▶ [Instructions for the task] Lines before the one containing "402 660 L 147" are to be left out; reproduce that line and all the rest of the entries exactly.

▶ [Dataset records]
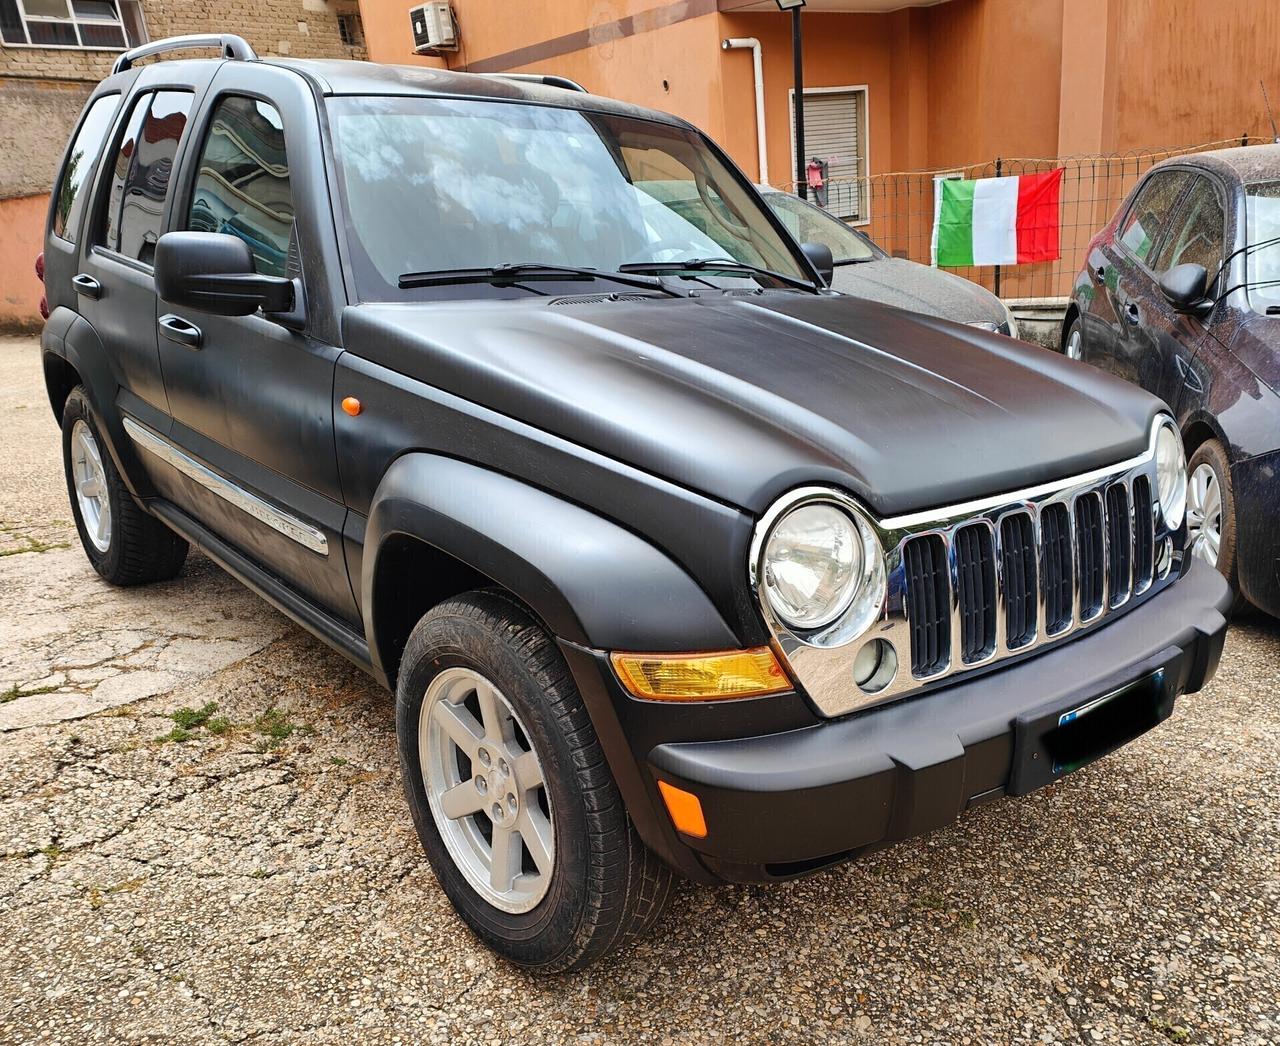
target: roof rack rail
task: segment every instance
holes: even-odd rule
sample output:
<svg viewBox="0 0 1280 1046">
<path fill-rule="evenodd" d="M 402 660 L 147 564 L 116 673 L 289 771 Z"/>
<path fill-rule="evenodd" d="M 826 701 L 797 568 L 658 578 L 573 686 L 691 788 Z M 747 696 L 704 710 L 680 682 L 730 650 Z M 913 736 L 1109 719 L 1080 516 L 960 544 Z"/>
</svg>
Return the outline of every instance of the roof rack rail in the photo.
<svg viewBox="0 0 1280 1046">
<path fill-rule="evenodd" d="M 125 51 L 111 67 L 112 73 L 123 73 L 132 69 L 133 63 L 165 51 L 183 51 L 194 47 L 216 47 L 223 58 L 233 58 L 240 62 L 256 62 L 258 54 L 249 46 L 249 41 L 234 33 L 195 33 L 191 36 L 167 36 L 163 40 L 152 40 L 141 47 Z"/>
<path fill-rule="evenodd" d="M 587 89 L 576 80 L 567 76 L 552 76 L 543 73 L 489 73 L 494 80 L 517 80 L 522 83 L 545 84 L 547 87 L 560 87 L 566 91 L 580 91 L 587 94 Z"/>
</svg>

▶ [Task answer]
<path fill-rule="evenodd" d="M 402 660 L 147 564 L 116 673 L 289 771 Z"/>
<path fill-rule="evenodd" d="M 826 701 L 797 568 L 658 578 L 573 686 L 691 788 Z M 747 696 L 704 710 L 680 682 L 730 650 Z M 913 736 L 1109 719 L 1080 516 L 960 544 Z"/>
</svg>
Return the outline of every instance of the roof rack rail in the photo.
<svg viewBox="0 0 1280 1046">
<path fill-rule="evenodd" d="M 125 51 L 111 67 L 112 73 L 123 73 L 132 69 L 133 63 L 165 51 L 183 51 L 194 47 L 216 47 L 223 58 L 233 58 L 240 62 L 256 62 L 258 54 L 249 46 L 249 41 L 234 33 L 195 33 L 191 36 L 167 36 L 163 40 L 152 40 L 141 47 Z"/>
<path fill-rule="evenodd" d="M 587 89 L 576 80 L 567 76 L 552 76 L 543 73 L 489 73 L 494 80 L 517 80 L 522 83 L 545 84 L 547 87 L 560 87 L 566 91 L 580 91 L 587 94 Z"/>
</svg>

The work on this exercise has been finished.